_REQUEST_
Rewrite the stretch from the line containing "Provide one point per instance of the hardwood" through the line containing "[(216, 5), (151, 91)]", keeping the requests, and multiply every coordinate in the answers by 0.85, rounding to whole numbers with halves going up. Give back only those lines.

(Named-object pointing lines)
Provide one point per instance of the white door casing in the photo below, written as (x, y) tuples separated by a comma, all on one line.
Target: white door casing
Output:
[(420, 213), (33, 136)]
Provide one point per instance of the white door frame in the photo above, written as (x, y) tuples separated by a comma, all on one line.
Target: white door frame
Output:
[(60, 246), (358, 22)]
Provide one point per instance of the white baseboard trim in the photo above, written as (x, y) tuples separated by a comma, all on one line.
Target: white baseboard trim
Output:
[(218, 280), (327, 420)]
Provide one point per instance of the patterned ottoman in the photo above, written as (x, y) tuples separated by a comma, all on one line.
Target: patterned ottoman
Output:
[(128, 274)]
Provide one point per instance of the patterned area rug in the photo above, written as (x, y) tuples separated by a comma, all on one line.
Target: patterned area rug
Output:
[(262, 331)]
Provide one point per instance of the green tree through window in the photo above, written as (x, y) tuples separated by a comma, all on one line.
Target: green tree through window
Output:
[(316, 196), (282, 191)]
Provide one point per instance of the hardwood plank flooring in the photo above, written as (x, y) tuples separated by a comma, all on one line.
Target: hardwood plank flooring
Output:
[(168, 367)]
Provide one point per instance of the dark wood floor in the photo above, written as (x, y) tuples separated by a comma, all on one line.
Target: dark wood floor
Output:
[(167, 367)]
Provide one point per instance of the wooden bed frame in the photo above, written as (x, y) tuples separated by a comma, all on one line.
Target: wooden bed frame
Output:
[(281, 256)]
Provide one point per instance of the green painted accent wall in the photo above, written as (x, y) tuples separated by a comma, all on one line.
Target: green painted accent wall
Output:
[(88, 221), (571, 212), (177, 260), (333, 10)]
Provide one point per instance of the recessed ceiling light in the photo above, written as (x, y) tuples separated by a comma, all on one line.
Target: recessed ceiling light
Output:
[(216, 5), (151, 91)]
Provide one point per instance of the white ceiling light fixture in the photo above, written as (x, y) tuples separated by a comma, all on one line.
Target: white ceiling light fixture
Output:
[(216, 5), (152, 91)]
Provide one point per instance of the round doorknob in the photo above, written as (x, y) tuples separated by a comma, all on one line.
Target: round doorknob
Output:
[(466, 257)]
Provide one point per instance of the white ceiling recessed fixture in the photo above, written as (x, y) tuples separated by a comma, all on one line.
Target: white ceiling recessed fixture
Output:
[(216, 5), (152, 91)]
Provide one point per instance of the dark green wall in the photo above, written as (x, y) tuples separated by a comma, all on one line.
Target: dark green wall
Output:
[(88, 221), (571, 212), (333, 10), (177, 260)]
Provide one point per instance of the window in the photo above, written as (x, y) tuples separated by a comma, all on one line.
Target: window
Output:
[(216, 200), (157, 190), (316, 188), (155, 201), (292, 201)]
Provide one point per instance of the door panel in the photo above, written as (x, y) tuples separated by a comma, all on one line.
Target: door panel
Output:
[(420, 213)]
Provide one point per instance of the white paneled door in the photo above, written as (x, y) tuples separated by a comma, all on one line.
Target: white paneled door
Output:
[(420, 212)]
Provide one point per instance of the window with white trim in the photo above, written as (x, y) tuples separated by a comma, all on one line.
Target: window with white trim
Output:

_RESPONSE TO THE EXERCISE_
Provide one point per instance of the hardwood plank flooring in the photo above, written as (x, y) tuples separated by a comma, all on one line.
Target: hardwood plank flooring
Output:
[(143, 312)]
Provide one point per instance of the dark wood floor in the photo above, written as (x, y) tuples separated by a comma, all on one line.
Target: dark wood floor
Output:
[(142, 312)]
Provide one point per instance of the wooden bed frame in the photo above, written as (x, y) tuples separated by a comma, all on one line.
Target: wooden bed frame
Output:
[(239, 218)]
Provide one point per instance of the green painted accent wall in the photo above, written as (x, y) tuples separated by a comma, all on one line.
Target: green painted accent wall
Output:
[(75, 188), (485, 180), (150, 221), (283, 9)]
Provide one point per instance of the recessed ceiling light in the photo above, written as (x, y) tuples separated by a comma, all on one line.
Target: recessed ceiling light
Output:
[(184, 4), (128, 77)]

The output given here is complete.